Tokyo Art Meeting Transformation

Tokyo Art Meeting Transformation

Museum of Contemporary Art

Shahzia Sikander, “The last post,” 2010.
HD Video, 10 mins.*

October 30, 2010

Tokyo Art Meeting Transformation
29 October 2010 – 30 January 2011

Museum of Contemporary Art Tokyo
4-1-1 Miyoshi, Koto-ku
Tokyo 135-0022 Japan
www.mot-art-museum.jp

This exhibition investigates “transformation” from human being into something non-human—be it animal, machine, or imaginary creature. It also poses questions about the nature of humanity in the modern world.

Since the 1990s, with the development of technologies that have vastly broadened our perceptions, like the mapping of the human genome, DNA substitution, organ transplants and cosmetic surgery, our notion of the human body has changed dramatically. Since 9/11 especially, the distinction between justice and injustice—quote, unquote—has become more obscure, and it is no longer established ideologies and ideas that sway politics so much as biological forces responding to life in the raw, information and the global economy. Our self-identities are now generated within the context of both global movements and local cultures, and the tension and instability this generates is forcing us to “transform.”

At the same time, with the weakening of humanity as a Western value, a wide range of alternative values, based on the ideas and ethical outlooks of the non-Western world, are beginning to be promoted in resistance. In The Open: Man and Animal, Giorgio Agamben cites as an example of this Western knowledge the attempt to divide the human from the non-human, and sets out to redefine what is human by understanding how the human being itself is a simultaneously a place of ceaseless partition and division and the result of that. On the other hand, what Agamben seeks to discuss, on the premise of a non-Western perspective of reciprocity between the world of animals and the world of humans, is what the Japanese anthropologist and co-curator of this exhibition Shinichi Nakazawa systematically related in his theory of symmetric anthropology.

====

:: Problem set ::
1 – According to the exhibition text, what dates does Tokyo Art Meeting Transformation run?
2 – Continue the exhibition text about Tokyo Art Meeting Transformation from its final sentence.

====

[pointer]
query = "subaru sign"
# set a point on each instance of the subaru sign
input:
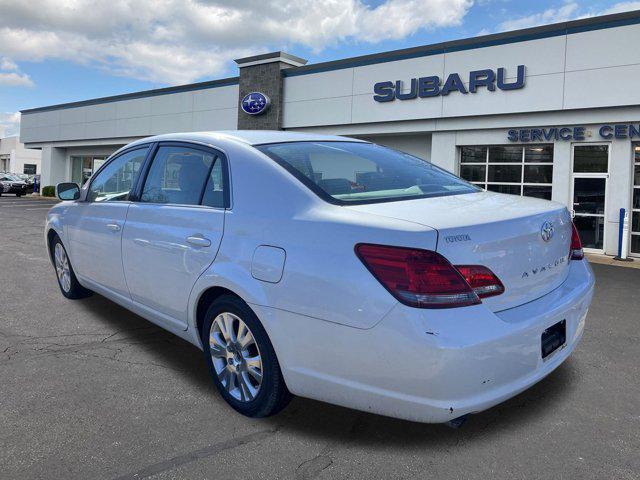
(579, 133)
(255, 103)
(425, 87)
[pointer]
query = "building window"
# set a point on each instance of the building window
(82, 168)
(518, 170)
(635, 207)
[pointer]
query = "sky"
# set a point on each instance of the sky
(57, 51)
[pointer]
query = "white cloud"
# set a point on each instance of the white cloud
(9, 123)
(569, 11)
(13, 79)
(552, 15)
(177, 41)
(11, 76)
(7, 64)
(621, 7)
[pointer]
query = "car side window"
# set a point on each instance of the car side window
(115, 181)
(214, 191)
(178, 175)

====

:: Answers to the tasks ::
1 – 29 October 2010 – 30 January 2011

2 –
Interest in subconscious and unsegmentable realms and transformation towards what is already there – that which Western modernism has generally omitted – is an attempt to expose a here and now in which diverse modernisms can coexist in a complex mix of the global and local, but not as some kind of nostalgia for some pre-modern era that Western intelligence and logic are unable to fathom. In parts of the world where the cultures include belief in reincarnation and human beings and other living things have equal value, there is a completely different negotiation, political science and image of the threshold between human and non-human (life forms).

This exhibition takes that perspective of the non-Western cultures and, paralleling the practices of artists from both East and West, seeks to examine the politics raised by the themes of change. Many of the 21 artists/groups from 15 different countries featured come from places that might be considered remote from the Western mainstream, be they from Asia, South America, Australia or the eastern fringes of Europe, including Russia. Their works demonstrate these differences, not only in their forms and acts, but also in their perspectives (of the world) and their appearance. Apichatpong Weerasethakul, Sarah Sze, Shahzia Sikander, Masakatsu Takagi and Junya Oikawa will present new works based on this theme. In response to an uncertain situation, these works seek to instigate continuous change in the viewer. Behind their creation is a complex fusion of different cultural identities, knowledge, information and technology. By showing diverse forms of transformation, this exhibition presents expanded possibilities of what it means to be human.

In collaboration with Tama Art University’s Institute for Art Anthropology, the exhibition will also present “Trans-Formation-Cycle,” an archive of images showing transformation from all ages and cultures in areas ranging from anthropology to subculture.

This exhibition also marks the first Tokyo Art Meeting, which aims to forge new relationships between art and society through interdisciplinary collaborations with other specialist fields.
—Yuko Hasegawa, Chief Curator

Artists:
AES + F/ Matthew Barney/ Simon Birch/ Francesco Clemente/ Marcus Coates/ Jan Fabre/ Gabríela Friðriksdóttir/ Naoki Ishikawa/ Bharti Kher/ Lee Bul/ Motohiko Odani/ Junya Oikawa/ Jagannath Panda/ Patricia Piccinini/ Shahzia Sikander/ Sputniko!/ Jana Sterbak/ Sarah Sze/ Masakatsu Takagi/ Tunga/ Apichatpong Weerasethakul

Curatorial Staff:
Yuko Hasegawa (Chief Curator at MOT)/ Shinichi Nakazawa, (Anthropologist)

Exhibition Catalogue:
“TRANSFORMATION”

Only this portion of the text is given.